__Data to process__.
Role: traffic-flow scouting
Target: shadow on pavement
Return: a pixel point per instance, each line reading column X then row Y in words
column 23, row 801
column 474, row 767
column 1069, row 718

__Work to do__. Rewrite the listing with "pavement" swapped for "asphalt", leaving everything else unchanged.

__Solution to the problem__.
Role: traffic-flow scouting
Target: shadow on asphalt
Return: a pixel point per instance, each line reading column X then row Y in words
column 23, row 801
column 474, row 767
column 1069, row 718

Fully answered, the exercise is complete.